Exercise: Revise the material below by changing every "This sample shows the layout" to "Here is a sample of the layout" and leaving everything else untouched.

Raw records:
────────────────────

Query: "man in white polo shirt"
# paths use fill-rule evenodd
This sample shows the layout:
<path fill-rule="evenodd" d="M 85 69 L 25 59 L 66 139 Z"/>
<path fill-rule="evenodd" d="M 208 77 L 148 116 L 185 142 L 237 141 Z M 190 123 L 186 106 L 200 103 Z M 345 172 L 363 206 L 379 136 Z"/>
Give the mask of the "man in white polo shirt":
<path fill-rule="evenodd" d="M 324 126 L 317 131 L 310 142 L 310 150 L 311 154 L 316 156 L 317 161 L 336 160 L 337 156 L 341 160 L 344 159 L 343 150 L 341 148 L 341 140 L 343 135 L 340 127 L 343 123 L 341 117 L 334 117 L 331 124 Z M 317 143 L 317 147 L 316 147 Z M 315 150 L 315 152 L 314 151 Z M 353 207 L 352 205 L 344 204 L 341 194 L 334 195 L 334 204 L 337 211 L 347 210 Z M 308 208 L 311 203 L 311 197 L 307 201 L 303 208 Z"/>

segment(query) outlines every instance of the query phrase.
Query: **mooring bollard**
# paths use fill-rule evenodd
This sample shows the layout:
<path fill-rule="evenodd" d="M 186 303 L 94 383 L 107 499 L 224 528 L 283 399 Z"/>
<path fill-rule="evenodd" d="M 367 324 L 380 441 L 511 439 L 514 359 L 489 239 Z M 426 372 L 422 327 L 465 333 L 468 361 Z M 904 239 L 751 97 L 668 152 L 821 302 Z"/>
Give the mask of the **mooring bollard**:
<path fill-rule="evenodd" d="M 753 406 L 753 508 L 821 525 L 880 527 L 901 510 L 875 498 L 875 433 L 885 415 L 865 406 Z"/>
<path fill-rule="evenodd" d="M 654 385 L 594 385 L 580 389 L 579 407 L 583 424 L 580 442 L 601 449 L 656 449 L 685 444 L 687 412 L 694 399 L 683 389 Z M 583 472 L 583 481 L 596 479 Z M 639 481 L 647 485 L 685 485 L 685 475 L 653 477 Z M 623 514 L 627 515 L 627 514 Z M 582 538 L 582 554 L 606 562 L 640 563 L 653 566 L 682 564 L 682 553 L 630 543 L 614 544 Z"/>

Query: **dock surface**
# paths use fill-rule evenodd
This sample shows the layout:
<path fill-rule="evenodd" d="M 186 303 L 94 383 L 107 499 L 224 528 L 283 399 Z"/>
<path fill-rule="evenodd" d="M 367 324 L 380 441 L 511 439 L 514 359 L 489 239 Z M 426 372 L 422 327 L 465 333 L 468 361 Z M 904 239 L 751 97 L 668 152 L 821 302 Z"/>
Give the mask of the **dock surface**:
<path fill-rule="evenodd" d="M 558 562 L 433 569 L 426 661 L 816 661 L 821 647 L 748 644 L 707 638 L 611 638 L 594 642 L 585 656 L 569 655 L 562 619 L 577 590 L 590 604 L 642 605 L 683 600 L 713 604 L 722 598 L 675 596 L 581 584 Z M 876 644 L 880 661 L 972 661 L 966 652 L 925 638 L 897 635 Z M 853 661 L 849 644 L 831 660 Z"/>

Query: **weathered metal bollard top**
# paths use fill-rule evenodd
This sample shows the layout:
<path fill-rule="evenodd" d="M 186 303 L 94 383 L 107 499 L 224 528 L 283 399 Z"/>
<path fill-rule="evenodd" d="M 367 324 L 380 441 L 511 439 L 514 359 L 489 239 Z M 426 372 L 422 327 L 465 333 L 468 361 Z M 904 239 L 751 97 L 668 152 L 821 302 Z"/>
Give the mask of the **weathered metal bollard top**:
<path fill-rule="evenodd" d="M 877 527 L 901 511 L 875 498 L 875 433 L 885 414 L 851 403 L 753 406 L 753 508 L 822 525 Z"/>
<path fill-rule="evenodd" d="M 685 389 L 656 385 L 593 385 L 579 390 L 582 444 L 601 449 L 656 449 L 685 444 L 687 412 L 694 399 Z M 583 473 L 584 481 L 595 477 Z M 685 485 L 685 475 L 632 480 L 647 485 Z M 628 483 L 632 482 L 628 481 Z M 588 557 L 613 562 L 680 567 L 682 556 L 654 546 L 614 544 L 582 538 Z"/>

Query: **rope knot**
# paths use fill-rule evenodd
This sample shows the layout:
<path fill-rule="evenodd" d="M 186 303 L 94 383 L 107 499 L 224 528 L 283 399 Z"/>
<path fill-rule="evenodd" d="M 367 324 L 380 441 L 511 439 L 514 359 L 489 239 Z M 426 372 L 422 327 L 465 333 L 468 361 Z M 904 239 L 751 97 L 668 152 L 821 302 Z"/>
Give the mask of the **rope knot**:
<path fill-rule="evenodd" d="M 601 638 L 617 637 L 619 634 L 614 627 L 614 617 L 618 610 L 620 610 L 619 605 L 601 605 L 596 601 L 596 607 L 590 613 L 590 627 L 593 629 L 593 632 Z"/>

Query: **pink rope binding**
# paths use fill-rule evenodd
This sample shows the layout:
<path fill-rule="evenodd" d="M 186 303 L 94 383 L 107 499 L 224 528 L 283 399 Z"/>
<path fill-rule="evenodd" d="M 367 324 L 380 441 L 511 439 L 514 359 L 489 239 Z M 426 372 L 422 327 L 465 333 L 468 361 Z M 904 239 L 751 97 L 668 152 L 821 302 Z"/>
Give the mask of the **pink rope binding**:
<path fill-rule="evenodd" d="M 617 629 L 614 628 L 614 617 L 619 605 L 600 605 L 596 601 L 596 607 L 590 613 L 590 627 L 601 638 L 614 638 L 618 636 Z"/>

────────────────────

Task solution:
Query: "man in white polo shirt"
# paths use fill-rule evenodd
Here is a sample of the layout:
<path fill-rule="evenodd" d="M 85 69 L 25 59 L 66 139 Z"/>
<path fill-rule="evenodd" d="M 208 77 L 148 116 L 185 142 L 237 141 Z M 190 123 L 186 106 L 200 103 Z M 345 172 L 363 206 L 379 136 Z"/>
Give the mask of the "man in white polo shirt":
<path fill-rule="evenodd" d="M 324 126 L 317 131 L 310 142 L 310 150 L 311 154 L 316 156 L 317 161 L 336 160 L 337 156 L 341 160 L 344 159 L 343 150 L 341 148 L 341 140 L 343 135 L 340 127 L 343 123 L 341 117 L 334 117 L 331 124 Z M 317 143 L 317 147 L 316 147 Z M 315 150 L 315 152 L 314 151 Z M 353 207 L 352 205 L 344 204 L 341 194 L 334 195 L 334 204 L 337 211 L 347 210 Z M 308 208 L 311 203 L 311 197 L 307 201 L 303 208 Z"/>

segment(query) outlines every instance of the query phrase.
Query: **mooring bollard**
# paths use fill-rule evenodd
Here is a sample of the layout:
<path fill-rule="evenodd" d="M 186 303 L 94 383 L 107 499 L 224 528 L 283 399 Z"/>
<path fill-rule="evenodd" d="M 367 324 L 380 441 L 511 439 L 514 359 L 489 239 Z M 426 372 L 422 327 L 465 333 L 468 361 Z M 904 239 L 751 97 L 668 152 L 821 302 Z"/>
Give the mask of the **mooring bollard**:
<path fill-rule="evenodd" d="M 753 406 L 753 508 L 821 525 L 880 527 L 901 510 L 875 498 L 875 433 L 885 415 L 865 406 Z"/>
<path fill-rule="evenodd" d="M 654 385 L 594 385 L 580 389 L 579 407 L 583 424 L 580 442 L 601 449 L 656 449 L 685 444 L 687 412 L 694 399 L 683 389 Z M 583 472 L 583 481 L 596 479 Z M 639 481 L 647 485 L 685 485 L 685 475 L 653 477 Z M 623 514 L 627 515 L 627 514 Z M 582 538 L 582 554 L 606 562 L 640 563 L 653 566 L 682 564 L 682 553 L 630 543 L 614 544 Z"/>

Query: **dock surface**
# paths use fill-rule evenodd
Here is a sample of the layout:
<path fill-rule="evenodd" d="M 186 303 L 94 383 L 107 499 L 224 528 L 283 399 Z"/>
<path fill-rule="evenodd" d="M 367 324 L 380 441 L 511 439 L 514 359 L 489 239 Z M 426 372 L 422 327 L 465 333 L 468 361 Z M 904 239 L 751 97 L 668 152 L 821 302 Z"/>
Give the mask of the **dock surface**:
<path fill-rule="evenodd" d="M 558 562 L 433 569 L 426 661 L 816 661 L 821 647 L 748 644 L 707 638 L 611 638 L 594 642 L 585 656 L 569 655 L 562 619 L 577 590 L 590 604 L 642 605 L 683 600 L 713 604 L 722 598 L 675 596 L 581 584 Z M 876 644 L 880 661 L 972 661 L 966 652 L 925 638 L 897 635 Z M 853 661 L 849 644 L 831 660 Z"/>

Query: **weathered metal bollard top**
# paths use fill-rule evenodd
Here is a sample of the layout:
<path fill-rule="evenodd" d="M 186 303 L 94 383 L 107 499 L 224 528 L 283 399 Z"/>
<path fill-rule="evenodd" d="M 367 324 L 380 441 L 511 439 L 514 359 L 489 239 Z M 426 372 L 422 327 L 465 333 L 468 361 Z M 904 239 L 751 97 L 668 152 L 821 302 Z"/>
Give the mask of the **weathered metal bollard top**:
<path fill-rule="evenodd" d="M 877 527 L 901 511 L 875 498 L 875 433 L 885 414 L 851 403 L 753 406 L 753 508 L 822 525 Z"/>
<path fill-rule="evenodd" d="M 685 389 L 656 385 L 593 385 L 579 390 L 582 444 L 601 449 L 656 449 L 685 444 L 687 412 L 694 399 Z M 583 473 L 584 481 L 595 477 Z M 685 485 L 685 475 L 632 480 L 647 485 Z M 628 483 L 632 482 L 628 481 Z M 588 557 L 613 562 L 680 567 L 682 556 L 654 546 L 614 544 L 582 538 Z"/>

Query: **rope knot**
# paths use fill-rule evenodd
Here is a sample of the layout:
<path fill-rule="evenodd" d="M 186 303 L 94 383 L 107 499 L 224 528 L 283 399 Z"/>
<path fill-rule="evenodd" d="M 367 324 L 380 441 L 511 439 L 514 359 L 489 239 Z M 426 372 L 422 327 L 465 333 L 468 361 Z M 904 239 L 751 97 L 668 152 L 821 302 Z"/>
Give the mask of the **rope knot**:
<path fill-rule="evenodd" d="M 601 638 L 617 637 L 619 634 L 614 627 L 614 617 L 618 610 L 620 610 L 619 605 L 601 605 L 596 601 L 596 607 L 590 613 L 590 627 L 593 629 L 593 632 Z"/>

Query: **pink rope binding**
# paths use fill-rule evenodd
Here is a sample of the layout:
<path fill-rule="evenodd" d="M 186 303 L 94 383 L 107 499 L 224 528 L 283 399 Z"/>
<path fill-rule="evenodd" d="M 367 324 L 380 441 L 511 439 L 514 359 L 489 239 Z M 426 372 L 422 327 L 465 333 L 468 361 Z M 904 239 L 751 97 L 668 152 L 821 302 Z"/>
Give the mask of the **pink rope binding**:
<path fill-rule="evenodd" d="M 617 629 L 614 628 L 614 617 L 619 605 L 600 605 L 596 601 L 596 607 L 590 613 L 590 627 L 601 638 L 614 638 L 618 636 Z"/>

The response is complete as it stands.